— START READING TEXT —

Local data structures

type LocalData a = ComputeNode LocLocal a Source #

A unit of data that can be accessed by the user.

This is a typed unit of data. The type is guaranteed to be a proper type accessible by the Haskell compiler (instead of simply a Cell type, which represents types only accessible at runtime).

TODO(kps) rename to Observable

type LocalFrame = Try (LocalData Cell) Source #

Observable, whose type can only be infered at runtime and that can fail to be computed at runtime.

Any observable can be converted to an untyped observable.

Untyped observables are more flexible and can be combined in arbitrary manner, but they will fail during the validation of the Spark computation graph.

TODO(kps) rename to DynObservable

Conversions

asDF :: ComputeNode LocDistributed a -> DataFrame Source #

Converts to a dataframe and drops the type info. This always works.

asDS :: forall a. SQLTypeable a => DataFrame -> Try (Dataset a) Source #

Attempts to convert a dataframe into a (typed) dataset.

This will fail if the dataframe itself is a failure, of if the casting operation is not correct. This operation assumes that both field names and types are correct.

asLocalObservable :: ComputeNode LocLocal a -> LocalFrame Source #

Converts a local node to a local frame. This always works.

Relations

parents :: ComputeNode loc a -> [UntypedNode] -> ComputeNode loc a Source #

Adds parents to the node. It is assumed the parents are the unique set of nodes required by the operation defined in this node. If you want to set parents for the sake of organizing computation use logicalParents. If you want to add some timing dependencies between nodes, use depends.

— END READING TEXT —
— START ENTRIES —

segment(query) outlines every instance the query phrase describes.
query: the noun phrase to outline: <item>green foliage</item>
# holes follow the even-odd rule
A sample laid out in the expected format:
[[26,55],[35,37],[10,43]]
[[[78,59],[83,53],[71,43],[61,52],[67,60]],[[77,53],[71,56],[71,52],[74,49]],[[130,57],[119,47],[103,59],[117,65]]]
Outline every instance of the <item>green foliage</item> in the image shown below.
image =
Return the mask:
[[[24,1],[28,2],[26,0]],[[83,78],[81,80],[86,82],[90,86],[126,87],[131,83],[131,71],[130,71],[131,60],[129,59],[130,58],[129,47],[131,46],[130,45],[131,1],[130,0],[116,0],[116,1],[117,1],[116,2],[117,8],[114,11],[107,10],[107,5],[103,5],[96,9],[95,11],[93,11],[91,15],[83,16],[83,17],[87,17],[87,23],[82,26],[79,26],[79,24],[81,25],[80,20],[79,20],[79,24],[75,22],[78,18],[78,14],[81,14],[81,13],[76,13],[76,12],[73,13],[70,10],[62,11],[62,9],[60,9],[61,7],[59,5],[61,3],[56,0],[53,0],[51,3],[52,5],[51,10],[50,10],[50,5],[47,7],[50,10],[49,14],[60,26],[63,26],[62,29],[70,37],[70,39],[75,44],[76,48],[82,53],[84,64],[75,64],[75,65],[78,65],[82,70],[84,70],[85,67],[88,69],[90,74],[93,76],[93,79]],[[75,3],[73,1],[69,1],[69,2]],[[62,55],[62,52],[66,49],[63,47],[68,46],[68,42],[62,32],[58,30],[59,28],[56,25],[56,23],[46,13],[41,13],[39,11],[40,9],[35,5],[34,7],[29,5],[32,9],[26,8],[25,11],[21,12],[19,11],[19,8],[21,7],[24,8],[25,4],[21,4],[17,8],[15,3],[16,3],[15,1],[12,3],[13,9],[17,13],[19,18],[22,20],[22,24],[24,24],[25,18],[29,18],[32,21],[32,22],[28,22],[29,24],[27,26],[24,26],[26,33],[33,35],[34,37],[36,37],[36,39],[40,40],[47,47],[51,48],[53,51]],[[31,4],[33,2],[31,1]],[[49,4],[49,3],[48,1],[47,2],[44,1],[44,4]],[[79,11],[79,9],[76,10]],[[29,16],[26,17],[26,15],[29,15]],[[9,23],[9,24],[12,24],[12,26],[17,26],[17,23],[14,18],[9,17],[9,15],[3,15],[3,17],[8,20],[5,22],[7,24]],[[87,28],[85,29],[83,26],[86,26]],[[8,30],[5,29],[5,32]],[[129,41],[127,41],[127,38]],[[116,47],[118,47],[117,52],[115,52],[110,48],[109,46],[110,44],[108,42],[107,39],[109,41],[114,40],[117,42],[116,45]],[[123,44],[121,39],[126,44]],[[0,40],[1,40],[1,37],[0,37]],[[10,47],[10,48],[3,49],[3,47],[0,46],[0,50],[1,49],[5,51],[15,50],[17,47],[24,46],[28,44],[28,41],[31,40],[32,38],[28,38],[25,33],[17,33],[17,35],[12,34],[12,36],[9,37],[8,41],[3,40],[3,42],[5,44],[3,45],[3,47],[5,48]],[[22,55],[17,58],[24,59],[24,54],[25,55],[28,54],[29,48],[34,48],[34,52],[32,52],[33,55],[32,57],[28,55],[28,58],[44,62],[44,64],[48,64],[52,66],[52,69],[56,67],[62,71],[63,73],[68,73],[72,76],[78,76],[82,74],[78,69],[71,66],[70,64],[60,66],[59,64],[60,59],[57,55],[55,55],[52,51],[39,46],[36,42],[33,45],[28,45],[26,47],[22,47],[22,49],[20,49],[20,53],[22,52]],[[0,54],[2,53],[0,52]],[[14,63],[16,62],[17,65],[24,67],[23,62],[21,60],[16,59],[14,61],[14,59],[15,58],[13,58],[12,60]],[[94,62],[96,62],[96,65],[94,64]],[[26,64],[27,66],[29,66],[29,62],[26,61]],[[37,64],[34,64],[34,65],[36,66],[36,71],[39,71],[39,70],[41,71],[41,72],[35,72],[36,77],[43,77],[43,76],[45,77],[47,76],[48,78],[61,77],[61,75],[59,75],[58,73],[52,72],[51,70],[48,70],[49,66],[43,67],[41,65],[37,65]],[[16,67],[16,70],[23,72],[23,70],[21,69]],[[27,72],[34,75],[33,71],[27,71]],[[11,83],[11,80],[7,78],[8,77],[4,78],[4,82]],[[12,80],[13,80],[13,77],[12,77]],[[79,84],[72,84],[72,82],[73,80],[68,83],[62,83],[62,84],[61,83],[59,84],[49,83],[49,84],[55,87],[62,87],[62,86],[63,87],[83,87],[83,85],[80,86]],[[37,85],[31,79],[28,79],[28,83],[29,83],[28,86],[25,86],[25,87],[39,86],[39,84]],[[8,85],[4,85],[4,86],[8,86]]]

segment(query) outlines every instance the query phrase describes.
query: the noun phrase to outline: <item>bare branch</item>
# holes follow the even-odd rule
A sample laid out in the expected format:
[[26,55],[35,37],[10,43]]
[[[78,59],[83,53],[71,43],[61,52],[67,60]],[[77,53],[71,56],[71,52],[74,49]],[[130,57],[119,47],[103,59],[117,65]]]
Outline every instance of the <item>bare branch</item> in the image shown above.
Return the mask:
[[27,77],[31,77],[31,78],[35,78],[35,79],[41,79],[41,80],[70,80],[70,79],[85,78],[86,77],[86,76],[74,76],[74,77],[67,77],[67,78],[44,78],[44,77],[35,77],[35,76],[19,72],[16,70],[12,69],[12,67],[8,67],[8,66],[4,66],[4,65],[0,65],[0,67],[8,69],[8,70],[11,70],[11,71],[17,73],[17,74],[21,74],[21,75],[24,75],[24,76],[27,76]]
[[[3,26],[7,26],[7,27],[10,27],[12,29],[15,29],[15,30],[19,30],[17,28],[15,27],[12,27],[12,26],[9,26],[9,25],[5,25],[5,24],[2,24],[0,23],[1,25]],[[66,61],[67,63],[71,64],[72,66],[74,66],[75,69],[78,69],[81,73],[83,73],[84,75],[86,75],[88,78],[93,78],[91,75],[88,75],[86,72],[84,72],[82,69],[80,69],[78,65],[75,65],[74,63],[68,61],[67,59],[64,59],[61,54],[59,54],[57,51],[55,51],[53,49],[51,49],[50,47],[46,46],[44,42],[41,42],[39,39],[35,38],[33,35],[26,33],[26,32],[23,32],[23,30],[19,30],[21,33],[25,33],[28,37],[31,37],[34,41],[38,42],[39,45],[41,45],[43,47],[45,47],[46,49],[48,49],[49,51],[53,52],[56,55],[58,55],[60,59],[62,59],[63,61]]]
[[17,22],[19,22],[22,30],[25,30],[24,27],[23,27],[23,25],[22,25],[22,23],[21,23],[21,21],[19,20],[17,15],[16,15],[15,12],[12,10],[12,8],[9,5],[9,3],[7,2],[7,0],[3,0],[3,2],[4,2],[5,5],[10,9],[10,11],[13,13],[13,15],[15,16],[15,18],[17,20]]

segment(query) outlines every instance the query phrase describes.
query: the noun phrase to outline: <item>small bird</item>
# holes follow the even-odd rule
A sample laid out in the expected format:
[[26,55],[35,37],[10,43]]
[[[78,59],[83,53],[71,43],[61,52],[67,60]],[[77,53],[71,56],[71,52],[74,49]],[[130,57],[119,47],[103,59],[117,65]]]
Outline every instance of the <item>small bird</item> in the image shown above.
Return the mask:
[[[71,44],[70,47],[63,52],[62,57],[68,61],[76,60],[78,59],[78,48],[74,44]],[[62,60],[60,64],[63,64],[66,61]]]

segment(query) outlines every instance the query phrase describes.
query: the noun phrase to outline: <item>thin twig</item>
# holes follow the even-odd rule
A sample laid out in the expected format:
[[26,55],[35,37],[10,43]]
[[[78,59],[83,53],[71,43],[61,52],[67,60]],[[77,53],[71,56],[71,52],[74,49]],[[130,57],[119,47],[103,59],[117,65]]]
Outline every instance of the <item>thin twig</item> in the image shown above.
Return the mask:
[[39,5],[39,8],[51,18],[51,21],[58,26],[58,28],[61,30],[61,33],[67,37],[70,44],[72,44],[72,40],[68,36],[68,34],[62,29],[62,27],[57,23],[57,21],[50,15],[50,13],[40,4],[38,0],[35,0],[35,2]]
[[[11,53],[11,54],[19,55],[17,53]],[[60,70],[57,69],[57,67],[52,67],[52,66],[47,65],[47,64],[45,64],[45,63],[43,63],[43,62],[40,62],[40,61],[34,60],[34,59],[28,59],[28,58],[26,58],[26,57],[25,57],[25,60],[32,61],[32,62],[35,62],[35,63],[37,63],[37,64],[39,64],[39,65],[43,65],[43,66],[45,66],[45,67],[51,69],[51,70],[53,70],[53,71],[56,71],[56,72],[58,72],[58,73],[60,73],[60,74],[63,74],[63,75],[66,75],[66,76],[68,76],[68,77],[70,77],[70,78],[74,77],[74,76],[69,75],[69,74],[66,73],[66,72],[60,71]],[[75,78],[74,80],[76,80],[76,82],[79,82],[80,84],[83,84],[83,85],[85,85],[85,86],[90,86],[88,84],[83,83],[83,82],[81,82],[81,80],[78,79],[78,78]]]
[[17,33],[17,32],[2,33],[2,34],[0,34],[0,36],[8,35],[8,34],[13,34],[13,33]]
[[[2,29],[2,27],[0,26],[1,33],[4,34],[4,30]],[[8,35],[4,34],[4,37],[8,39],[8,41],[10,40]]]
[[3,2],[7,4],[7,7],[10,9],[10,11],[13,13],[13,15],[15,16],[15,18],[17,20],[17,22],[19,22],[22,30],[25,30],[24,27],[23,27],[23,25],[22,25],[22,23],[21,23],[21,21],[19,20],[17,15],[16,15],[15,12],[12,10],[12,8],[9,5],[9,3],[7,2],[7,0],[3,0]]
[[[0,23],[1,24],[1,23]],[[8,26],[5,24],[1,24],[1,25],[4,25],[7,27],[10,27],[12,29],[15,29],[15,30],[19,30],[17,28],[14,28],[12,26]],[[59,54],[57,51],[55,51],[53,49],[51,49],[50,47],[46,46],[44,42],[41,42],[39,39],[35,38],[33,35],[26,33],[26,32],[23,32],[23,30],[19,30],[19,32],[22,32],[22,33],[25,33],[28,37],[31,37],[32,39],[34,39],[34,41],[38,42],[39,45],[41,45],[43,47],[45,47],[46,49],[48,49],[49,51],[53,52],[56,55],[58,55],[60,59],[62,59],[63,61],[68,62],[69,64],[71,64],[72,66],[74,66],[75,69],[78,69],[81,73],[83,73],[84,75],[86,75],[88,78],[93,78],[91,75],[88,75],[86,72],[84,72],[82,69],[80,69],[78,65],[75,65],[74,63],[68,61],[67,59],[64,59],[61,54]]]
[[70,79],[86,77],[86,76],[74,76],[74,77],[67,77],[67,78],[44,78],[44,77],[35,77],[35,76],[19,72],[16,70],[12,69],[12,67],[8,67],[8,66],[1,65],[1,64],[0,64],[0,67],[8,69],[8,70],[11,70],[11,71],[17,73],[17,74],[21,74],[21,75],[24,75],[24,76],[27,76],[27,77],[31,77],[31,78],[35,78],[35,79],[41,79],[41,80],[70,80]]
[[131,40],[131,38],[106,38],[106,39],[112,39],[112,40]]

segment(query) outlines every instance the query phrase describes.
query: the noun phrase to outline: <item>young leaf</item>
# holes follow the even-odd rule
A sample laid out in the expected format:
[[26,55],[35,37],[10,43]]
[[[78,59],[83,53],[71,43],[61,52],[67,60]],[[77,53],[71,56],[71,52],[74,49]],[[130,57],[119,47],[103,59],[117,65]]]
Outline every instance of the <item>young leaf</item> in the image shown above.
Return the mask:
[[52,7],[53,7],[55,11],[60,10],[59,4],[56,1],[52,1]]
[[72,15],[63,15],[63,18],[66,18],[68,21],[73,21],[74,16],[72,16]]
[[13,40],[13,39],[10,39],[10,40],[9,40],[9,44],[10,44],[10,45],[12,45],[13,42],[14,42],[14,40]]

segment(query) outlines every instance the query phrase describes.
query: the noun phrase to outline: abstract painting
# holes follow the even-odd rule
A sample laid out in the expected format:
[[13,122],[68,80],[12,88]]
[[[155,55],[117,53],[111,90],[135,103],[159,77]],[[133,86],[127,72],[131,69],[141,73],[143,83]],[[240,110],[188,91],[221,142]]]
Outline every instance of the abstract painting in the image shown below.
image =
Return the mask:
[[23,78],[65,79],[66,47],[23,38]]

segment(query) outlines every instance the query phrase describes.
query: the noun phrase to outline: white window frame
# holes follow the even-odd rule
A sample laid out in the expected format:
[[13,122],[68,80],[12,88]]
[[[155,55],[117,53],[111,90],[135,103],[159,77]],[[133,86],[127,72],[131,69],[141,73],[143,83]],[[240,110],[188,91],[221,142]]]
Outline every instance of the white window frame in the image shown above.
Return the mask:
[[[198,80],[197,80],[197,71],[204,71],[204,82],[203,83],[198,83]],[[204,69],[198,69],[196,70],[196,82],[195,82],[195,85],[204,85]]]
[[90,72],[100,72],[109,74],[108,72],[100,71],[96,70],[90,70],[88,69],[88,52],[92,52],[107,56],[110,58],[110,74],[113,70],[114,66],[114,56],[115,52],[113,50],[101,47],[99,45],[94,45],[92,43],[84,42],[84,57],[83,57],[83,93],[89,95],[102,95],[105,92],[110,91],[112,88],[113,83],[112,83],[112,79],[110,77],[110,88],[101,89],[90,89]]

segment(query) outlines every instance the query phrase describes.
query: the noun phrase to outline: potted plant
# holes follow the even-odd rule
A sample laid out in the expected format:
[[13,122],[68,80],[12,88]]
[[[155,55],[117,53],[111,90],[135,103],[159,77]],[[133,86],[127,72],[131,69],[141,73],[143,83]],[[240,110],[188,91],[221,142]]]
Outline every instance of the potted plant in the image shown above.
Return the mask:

— END ENTRIES —

In the text on local data structures, which function should you use to add timing dependencies between nodes?

depends